[Records drawn from a dataset]
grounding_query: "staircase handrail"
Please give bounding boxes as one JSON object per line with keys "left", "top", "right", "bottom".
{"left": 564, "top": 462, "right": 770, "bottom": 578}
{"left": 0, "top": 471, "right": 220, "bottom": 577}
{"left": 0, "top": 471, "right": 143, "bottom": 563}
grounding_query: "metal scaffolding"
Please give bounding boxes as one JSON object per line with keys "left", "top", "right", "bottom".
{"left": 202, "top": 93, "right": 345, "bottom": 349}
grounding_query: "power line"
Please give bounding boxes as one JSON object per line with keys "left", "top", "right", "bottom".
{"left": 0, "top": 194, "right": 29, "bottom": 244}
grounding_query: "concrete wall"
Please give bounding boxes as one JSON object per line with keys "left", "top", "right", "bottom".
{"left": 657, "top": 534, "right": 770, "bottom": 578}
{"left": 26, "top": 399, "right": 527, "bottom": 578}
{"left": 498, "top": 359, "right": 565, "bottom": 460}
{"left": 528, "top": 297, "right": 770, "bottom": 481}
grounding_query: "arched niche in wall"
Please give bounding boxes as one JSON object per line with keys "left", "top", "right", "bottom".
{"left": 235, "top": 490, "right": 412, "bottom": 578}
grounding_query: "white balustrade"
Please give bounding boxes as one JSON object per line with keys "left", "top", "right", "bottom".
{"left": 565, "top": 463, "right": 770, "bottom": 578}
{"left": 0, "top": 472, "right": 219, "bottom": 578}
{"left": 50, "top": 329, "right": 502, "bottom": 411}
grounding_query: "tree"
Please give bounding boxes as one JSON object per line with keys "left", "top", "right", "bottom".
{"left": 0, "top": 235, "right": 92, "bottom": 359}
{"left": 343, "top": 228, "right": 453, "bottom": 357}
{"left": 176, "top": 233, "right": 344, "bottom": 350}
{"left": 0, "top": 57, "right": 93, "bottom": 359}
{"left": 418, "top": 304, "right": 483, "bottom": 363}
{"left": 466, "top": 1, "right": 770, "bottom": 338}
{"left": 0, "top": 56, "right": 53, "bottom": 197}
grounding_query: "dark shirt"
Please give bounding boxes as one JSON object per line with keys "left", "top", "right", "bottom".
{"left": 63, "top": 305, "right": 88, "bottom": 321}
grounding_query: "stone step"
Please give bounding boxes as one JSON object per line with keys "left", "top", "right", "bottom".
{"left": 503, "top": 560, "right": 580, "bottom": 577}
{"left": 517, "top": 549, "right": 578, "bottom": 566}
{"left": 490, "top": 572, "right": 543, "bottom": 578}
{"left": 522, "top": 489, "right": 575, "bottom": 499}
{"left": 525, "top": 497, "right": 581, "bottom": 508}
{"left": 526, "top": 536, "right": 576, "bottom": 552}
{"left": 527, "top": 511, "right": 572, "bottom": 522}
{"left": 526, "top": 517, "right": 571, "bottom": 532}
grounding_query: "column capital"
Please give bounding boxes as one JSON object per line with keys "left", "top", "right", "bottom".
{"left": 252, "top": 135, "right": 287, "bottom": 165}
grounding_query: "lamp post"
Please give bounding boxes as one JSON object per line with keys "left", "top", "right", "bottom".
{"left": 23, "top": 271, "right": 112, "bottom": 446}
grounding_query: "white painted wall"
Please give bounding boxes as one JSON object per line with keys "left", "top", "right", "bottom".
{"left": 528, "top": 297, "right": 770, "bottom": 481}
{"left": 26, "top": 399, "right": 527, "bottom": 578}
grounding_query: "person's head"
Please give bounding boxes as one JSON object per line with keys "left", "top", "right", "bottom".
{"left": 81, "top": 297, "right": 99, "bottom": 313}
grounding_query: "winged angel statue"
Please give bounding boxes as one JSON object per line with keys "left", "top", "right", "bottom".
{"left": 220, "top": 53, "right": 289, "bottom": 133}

(Assignment)
What you need to do is repeat every record above exactly.

(Answer to this exercise)
grounding_query: "staircase handrail"
Please give bounding boxes as one JSON object per line with keys "left", "top", "right", "bottom".
{"left": 564, "top": 462, "right": 770, "bottom": 578}
{"left": 0, "top": 471, "right": 220, "bottom": 577}
{"left": 0, "top": 471, "right": 143, "bottom": 563}
grounding_query: "metal scaffolding"
Please give bounding boxes as one JSON object per line with keys "left", "top", "right", "bottom".
{"left": 202, "top": 93, "right": 345, "bottom": 349}
grounding_query: "power line"
Please give bounding boxes as one JSON object per line with keys "left", "top", "right", "bottom".
{"left": 0, "top": 194, "right": 29, "bottom": 244}
grounding_query: "concrete wall"
Please give bounding boxes as one JSON object per line with keys "left", "top", "right", "bottom".
{"left": 657, "top": 534, "right": 770, "bottom": 578}
{"left": 26, "top": 399, "right": 527, "bottom": 578}
{"left": 498, "top": 359, "right": 565, "bottom": 460}
{"left": 528, "top": 297, "right": 770, "bottom": 481}
grounding_query: "arched niche in wall"
Please give bounding boxes as one JSON object per line with keys "left", "top", "right", "bottom".
{"left": 235, "top": 490, "right": 412, "bottom": 578}
grounding_query: "white balustrade"
Please give bounding boxes as one JSON object per line with keys "left", "top", "right", "bottom".
{"left": 565, "top": 463, "right": 770, "bottom": 578}
{"left": 0, "top": 472, "right": 219, "bottom": 578}
{"left": 50, "top": 329, "right": 502, "bottom": 411}
grounding_query: "tree"
Please give bounding boxes as one JSON object per line with keys "left", "top", "right", "bottom".
{"left": 0, "top": 235, "right": 92, "bottom": 359}
{"left": 343, "top": 228, "right": 453, "bottom": 357}
{"left": 176, "top": 233, "right": 344, "bottom": 350}
{"left": 0, "top": 57, "right": 93, "bottom": 359}
{"left": 418, "top": 304, "right": 483, "bottom": 363}
{"left": 466, "top": 1, "right": 770, "bottom": 338}
{"left": 0, "top": 56, "right": 53, "bottom": 197}
grounding_query: "dark shirt"
Please give bounding boxes as one JSON object per line with keys "left", "top", "right", "bottom".
{"left": 63, "top": 305, "right": 88, "bottom": 321}
grounding_query: "stone step"
Please give bounding boxes as one JSON object per line with keys "left", "top", "right", "bottom".
{"left": 503, "top": 560, "right": 580, "bottom": 577}
{"left": 517, "top": 549, "right": 578, "bottom": 566}
{"left": 490, "top": 572, "right": 543, "bottom": 578}
{"left": 522, "top": 489, "right": 575, "bottom": 499}
{"left": 525, "top": 497, "right": 581, "bottom": 508}
{"left": 526, "top": 536, "right": 576, "bottom": 552}
{"left": 527, "top": 511, "right": 572, "bottom": 522}
{"left": 526, "top": 517, "right": 571, "bottom": 532}
grounding_query: "column capital"
Please give bounding boxes as one JSON object per line with keys "left", "top", "right", "bottom".
{"left": 252, "top": 135, "right": 287, "bottom": 165}
grounding_query: "lamp post"
Please give bounding boxes as one JSON object per line with keys "left", "top", "right", "bottom".
{"left": 23, "top": 271, "right": 112, "bottom": 446}
grounding_query: "white painted wall"
Please give bounding boxes as one JSON object per line with keys "left", "top", "right", "bottom".
{"left": 528, "top": 297, "right": 770, "bottom": 481}
{"left": 26, "top": 399, "right": 527, "bottom": 578}
grounding_query: "person's head"
Please give bounding boxes as one JSON object per line with keys "left", "top", "right", "bottom".
{"left": 81, "top": 297, "right": 99, "bottom": 313}
grounding_query: "winged angel statue"
Please give bounding boxes as one JSON object per line with keys "left", "top", "right", "bottom".
{"left": 220, "top": 53, "right": 289, "bottom": 133}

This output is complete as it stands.